### Direction
Each line from the one containing "Reviewer check: make sure each instance of the bride in" through the end of the listing below must be copied exactly; pictures are excluded.

-=-=-

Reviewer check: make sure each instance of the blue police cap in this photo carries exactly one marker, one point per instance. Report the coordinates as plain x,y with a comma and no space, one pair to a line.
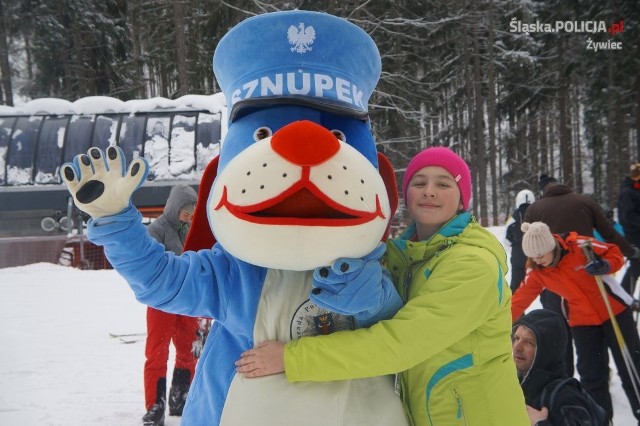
300,58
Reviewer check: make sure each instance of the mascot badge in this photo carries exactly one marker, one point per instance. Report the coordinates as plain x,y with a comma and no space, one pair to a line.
298,186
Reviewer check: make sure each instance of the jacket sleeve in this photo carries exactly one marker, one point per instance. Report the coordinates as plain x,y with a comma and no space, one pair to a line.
193,284
609,252
530,288
462,294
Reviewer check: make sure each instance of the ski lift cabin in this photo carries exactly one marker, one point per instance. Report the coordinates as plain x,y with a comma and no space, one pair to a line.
177,137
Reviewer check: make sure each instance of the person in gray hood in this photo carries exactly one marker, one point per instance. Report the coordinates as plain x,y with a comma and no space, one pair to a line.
170,229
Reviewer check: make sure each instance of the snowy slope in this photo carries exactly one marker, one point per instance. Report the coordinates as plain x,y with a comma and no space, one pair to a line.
58,365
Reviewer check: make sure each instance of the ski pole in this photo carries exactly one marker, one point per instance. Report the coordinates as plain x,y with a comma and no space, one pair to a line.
626,355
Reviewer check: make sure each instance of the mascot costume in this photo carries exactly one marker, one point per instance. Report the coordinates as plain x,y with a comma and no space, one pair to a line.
295,206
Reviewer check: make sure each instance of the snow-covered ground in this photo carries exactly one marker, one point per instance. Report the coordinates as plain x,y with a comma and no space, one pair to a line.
58,364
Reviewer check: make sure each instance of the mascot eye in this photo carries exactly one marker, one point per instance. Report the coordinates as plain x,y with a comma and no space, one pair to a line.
262,133
339,134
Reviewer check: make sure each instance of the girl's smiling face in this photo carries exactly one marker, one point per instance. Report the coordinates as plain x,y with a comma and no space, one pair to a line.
433,198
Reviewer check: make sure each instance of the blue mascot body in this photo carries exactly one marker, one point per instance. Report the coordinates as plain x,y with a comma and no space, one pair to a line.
298,185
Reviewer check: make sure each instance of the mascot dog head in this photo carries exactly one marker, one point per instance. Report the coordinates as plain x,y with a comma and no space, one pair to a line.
298,182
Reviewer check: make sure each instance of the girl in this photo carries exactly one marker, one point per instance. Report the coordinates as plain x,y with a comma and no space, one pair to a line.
451,340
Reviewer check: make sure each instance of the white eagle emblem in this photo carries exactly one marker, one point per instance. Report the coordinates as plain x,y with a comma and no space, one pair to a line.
301,38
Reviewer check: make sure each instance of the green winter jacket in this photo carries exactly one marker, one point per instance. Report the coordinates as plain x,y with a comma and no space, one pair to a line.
451,340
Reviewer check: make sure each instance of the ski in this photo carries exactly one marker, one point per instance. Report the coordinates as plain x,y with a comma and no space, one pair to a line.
128,337
127,334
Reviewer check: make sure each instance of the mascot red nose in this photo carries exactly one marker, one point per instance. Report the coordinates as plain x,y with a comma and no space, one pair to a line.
298,186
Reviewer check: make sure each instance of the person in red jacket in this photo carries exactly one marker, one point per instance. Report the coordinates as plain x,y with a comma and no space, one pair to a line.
558,263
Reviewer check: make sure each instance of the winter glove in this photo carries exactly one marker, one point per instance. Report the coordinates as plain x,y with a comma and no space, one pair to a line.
597,267
100,187
357,287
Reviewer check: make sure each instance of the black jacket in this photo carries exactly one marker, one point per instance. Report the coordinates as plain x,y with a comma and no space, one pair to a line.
551,331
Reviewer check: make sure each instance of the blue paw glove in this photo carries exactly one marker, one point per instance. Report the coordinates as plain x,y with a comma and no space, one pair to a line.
357,287
102,186
598,267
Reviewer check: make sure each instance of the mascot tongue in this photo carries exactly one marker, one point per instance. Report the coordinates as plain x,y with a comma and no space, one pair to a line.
302,204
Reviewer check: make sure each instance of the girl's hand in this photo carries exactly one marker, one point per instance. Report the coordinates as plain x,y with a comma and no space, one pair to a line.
265,359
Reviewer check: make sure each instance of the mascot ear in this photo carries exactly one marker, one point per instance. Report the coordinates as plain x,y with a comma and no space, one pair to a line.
200,235
389,178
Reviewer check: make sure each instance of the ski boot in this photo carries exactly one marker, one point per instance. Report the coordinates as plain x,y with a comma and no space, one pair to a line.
155,415
179,391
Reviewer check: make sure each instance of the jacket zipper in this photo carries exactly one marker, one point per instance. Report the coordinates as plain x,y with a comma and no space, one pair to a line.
460,414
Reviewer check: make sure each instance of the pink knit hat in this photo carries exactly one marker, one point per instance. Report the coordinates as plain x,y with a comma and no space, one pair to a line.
447,159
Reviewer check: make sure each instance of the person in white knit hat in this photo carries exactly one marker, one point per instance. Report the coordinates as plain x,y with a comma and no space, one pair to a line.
558,263
537,240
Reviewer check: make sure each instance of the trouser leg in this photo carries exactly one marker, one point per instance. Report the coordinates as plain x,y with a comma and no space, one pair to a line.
593,363
159,330
553,302
184,337
632,345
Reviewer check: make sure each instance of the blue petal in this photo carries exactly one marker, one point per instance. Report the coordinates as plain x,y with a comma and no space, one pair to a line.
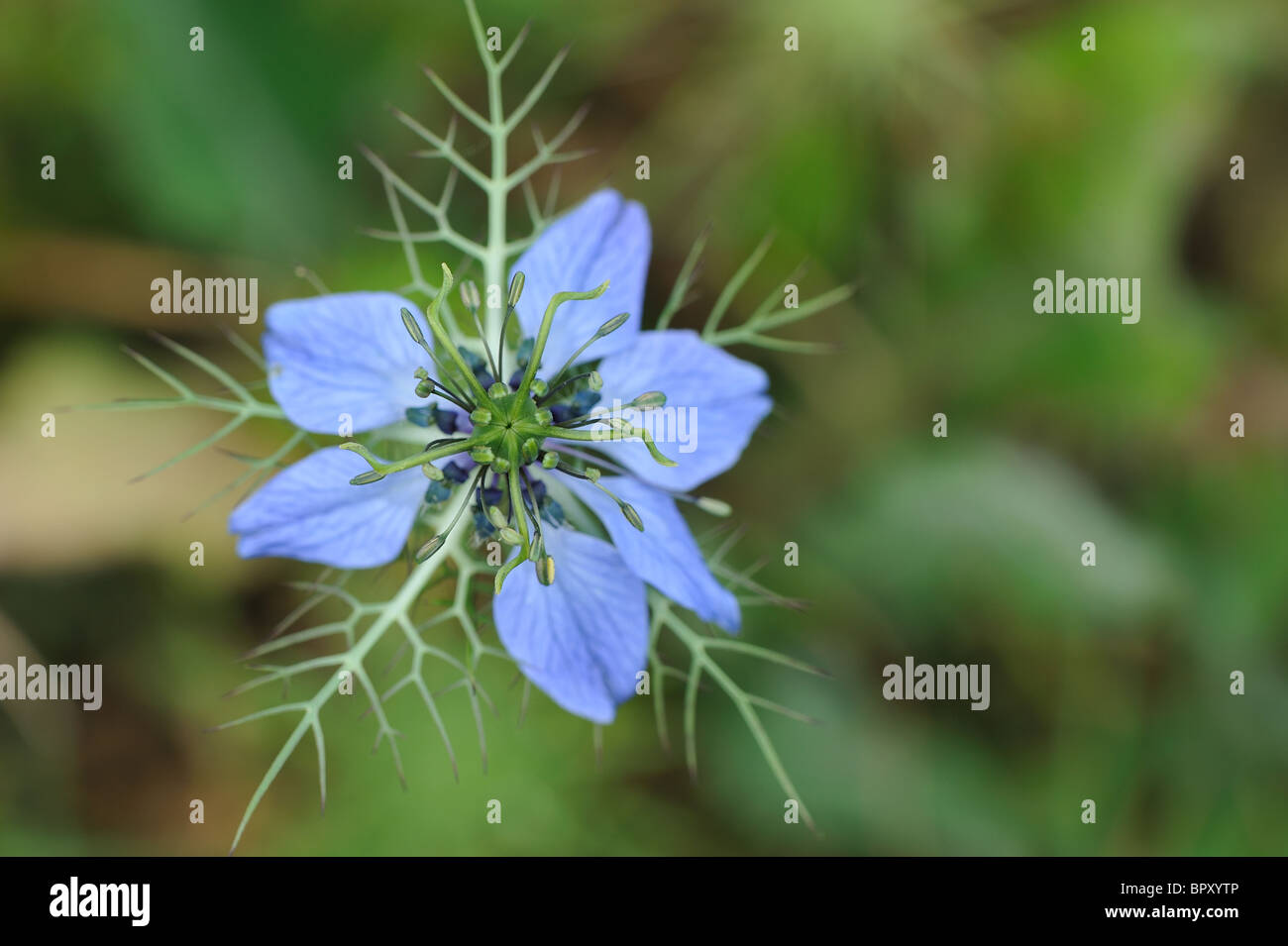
665,554
604,237
713,402
309,512
583,639
343,354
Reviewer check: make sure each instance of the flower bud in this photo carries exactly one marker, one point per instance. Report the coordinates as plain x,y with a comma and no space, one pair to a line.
429,547
412,327
515,288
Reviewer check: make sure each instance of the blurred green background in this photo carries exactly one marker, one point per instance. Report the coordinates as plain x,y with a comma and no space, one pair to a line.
1109,683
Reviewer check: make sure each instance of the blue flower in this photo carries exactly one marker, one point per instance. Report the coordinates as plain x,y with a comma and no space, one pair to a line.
347,360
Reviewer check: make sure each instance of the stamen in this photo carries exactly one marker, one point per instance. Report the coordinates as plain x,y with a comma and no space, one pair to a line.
606,328
544,332
437,542
619,426
445,341
515,291
445,450
471,297
421,390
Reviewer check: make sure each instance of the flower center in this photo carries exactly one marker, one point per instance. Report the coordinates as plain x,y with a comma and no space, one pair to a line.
511,424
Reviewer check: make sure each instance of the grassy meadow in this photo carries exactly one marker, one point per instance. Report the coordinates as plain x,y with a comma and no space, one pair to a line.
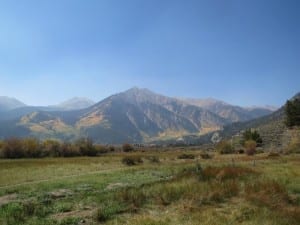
152,187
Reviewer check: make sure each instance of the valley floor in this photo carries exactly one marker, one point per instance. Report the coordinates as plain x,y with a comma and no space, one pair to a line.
160,189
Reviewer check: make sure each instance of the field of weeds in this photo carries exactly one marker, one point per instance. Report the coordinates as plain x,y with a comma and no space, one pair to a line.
151,187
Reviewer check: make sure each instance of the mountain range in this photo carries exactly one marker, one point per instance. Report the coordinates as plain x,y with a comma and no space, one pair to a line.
135,116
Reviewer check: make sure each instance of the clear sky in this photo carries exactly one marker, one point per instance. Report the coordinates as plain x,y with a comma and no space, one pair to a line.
243,52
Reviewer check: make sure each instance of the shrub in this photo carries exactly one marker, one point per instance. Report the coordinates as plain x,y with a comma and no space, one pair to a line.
153,159
32,148
13,148
69,150
294,146
250,134
186,156
205,156
250,146
224,173
127,147
132,160
51,148
132,197
86,147
241,151
224,147
273,154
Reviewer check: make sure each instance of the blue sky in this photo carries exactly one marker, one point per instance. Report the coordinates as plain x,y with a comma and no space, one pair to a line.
243,52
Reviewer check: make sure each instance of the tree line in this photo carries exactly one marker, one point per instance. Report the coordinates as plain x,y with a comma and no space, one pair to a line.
35,148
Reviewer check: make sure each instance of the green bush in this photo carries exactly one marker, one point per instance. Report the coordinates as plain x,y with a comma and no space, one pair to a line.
250,146
224,147
127,147
186,156
132,160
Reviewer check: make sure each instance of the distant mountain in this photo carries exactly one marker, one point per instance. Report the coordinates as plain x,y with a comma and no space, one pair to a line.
7,103
271,127
74,104
136,115
229,112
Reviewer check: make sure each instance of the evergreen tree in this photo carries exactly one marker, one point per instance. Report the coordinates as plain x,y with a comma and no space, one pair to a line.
292,113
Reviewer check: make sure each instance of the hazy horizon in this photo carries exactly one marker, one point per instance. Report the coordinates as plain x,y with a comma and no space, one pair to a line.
243,53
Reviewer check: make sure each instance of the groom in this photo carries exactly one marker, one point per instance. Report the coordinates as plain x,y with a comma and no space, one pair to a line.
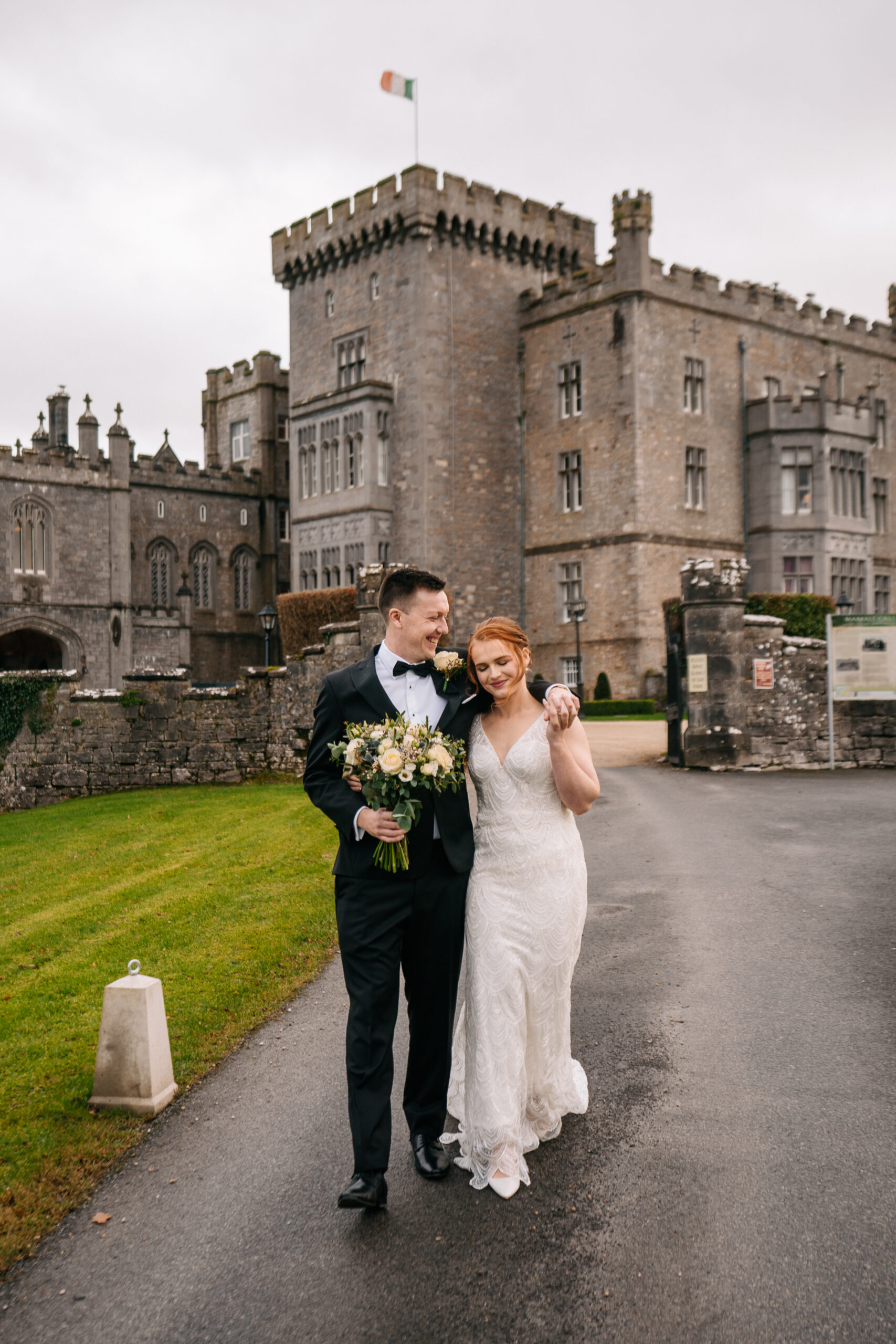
412,920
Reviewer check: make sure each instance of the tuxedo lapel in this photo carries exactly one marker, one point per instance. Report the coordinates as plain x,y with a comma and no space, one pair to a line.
368,686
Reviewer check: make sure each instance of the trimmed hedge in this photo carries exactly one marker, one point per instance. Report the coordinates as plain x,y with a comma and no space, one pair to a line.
609,709
301,615
804,612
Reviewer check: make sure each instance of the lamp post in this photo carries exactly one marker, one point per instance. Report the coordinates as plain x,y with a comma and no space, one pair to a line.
268,616
577,612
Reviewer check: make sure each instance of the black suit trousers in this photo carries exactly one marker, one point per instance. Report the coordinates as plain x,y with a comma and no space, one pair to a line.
414,922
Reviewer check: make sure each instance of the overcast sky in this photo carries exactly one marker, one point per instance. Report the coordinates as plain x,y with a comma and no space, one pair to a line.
148,152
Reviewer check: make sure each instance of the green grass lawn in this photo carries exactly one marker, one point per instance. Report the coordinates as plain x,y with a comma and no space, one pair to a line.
225,893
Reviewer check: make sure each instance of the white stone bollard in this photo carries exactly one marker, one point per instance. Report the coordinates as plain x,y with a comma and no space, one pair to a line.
133,1054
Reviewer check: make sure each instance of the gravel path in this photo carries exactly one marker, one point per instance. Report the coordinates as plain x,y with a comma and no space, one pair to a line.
734,1179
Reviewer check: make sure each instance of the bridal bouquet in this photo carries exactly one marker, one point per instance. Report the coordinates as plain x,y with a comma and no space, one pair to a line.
395,760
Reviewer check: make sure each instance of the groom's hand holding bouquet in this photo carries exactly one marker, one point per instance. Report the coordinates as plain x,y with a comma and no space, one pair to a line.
393,761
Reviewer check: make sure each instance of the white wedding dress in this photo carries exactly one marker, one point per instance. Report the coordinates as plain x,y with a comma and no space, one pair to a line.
512,1072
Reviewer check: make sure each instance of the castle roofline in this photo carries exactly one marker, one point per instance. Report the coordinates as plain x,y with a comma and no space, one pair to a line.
417,206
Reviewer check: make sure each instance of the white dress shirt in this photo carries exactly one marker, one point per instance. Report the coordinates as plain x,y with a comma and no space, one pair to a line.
413,695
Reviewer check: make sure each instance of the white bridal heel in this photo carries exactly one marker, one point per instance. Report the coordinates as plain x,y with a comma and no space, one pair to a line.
504,1186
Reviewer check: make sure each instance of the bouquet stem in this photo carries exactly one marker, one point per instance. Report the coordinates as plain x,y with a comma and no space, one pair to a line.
392,855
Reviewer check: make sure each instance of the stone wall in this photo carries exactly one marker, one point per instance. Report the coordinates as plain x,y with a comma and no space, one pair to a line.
734,725
101,742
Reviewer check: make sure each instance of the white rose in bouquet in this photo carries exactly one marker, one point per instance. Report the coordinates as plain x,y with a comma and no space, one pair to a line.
392,760
441,756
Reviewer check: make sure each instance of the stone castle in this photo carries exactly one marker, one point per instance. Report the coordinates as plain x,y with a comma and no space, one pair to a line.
472,392
469,390
116,560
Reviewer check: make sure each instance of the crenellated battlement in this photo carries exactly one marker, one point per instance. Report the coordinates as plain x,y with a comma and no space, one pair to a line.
632,269
458,213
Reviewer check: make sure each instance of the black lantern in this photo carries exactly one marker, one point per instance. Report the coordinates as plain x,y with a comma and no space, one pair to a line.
268,616
577,612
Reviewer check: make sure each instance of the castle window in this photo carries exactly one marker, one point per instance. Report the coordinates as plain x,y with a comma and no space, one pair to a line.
160,574
571,673
880,423
570,383
798,574
242,581
695,478
351,359
570,589
848,483
330,566
882,514
239,441
354,558
571,481
30,539
796,480
203,562
848,580
308,570
695,386
882,594
382,448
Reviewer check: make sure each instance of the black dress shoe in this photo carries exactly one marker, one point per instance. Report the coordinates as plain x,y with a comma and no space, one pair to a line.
430,1159
366,1190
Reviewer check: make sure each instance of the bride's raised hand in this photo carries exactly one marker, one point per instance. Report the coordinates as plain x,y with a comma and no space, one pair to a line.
563,705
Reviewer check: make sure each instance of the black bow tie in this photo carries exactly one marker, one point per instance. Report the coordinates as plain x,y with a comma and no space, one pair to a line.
417,668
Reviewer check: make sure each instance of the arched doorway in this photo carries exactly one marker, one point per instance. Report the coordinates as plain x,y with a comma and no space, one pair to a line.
29,651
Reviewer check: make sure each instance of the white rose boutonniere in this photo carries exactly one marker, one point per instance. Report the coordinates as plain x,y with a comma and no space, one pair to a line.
449,664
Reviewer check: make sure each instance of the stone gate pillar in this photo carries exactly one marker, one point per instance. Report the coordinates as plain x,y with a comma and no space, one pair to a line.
712,608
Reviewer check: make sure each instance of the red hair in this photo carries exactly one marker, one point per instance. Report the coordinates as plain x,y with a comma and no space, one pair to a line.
504,629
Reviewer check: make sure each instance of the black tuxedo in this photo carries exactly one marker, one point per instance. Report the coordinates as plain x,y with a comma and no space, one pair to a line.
414,918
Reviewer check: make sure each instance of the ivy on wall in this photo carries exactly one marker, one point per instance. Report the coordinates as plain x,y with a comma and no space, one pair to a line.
19,699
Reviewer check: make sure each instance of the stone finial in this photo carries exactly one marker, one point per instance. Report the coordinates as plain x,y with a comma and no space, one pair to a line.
632,214
702,584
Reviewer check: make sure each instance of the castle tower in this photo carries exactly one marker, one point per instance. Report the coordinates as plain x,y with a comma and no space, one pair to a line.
120,652
632,225
58,404
89,433
405,381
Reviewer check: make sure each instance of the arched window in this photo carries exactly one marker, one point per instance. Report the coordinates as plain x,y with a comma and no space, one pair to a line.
30,539
203,566
160,575
244,581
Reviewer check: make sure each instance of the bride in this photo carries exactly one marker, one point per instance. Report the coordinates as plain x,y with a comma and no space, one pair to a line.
512,1072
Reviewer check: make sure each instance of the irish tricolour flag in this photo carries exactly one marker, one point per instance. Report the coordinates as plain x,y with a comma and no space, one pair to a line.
398,85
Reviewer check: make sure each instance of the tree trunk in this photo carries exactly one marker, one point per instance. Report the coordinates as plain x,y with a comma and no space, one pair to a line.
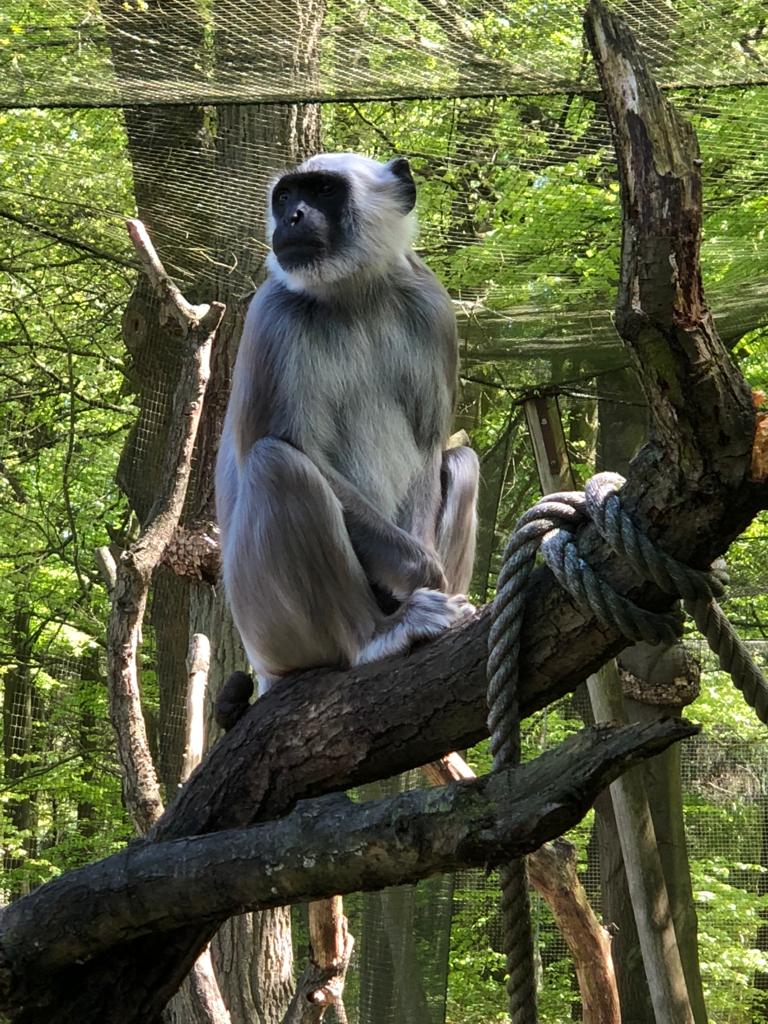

-=-=-

### The response
Reviewer check: make sure each instance of the bride in this photo carries exactly one marker, one point per instance. Report the coordinates as plain x,y with a comma and no space, one pair to a line.
512,1072
Reviewer check: make sure each instance of the irish tricolour flag in this photo carries exactly one marker, one point per instance. Report the coordinates as plain x,y with a comma and no space, one pair to a line.
398,85
Reviewer check: make sure each instance of the tree trunk in this photo carries exactly one marker, one point per instance. Report the coordinates as plain x,y with a comma and no space, one pair to a line.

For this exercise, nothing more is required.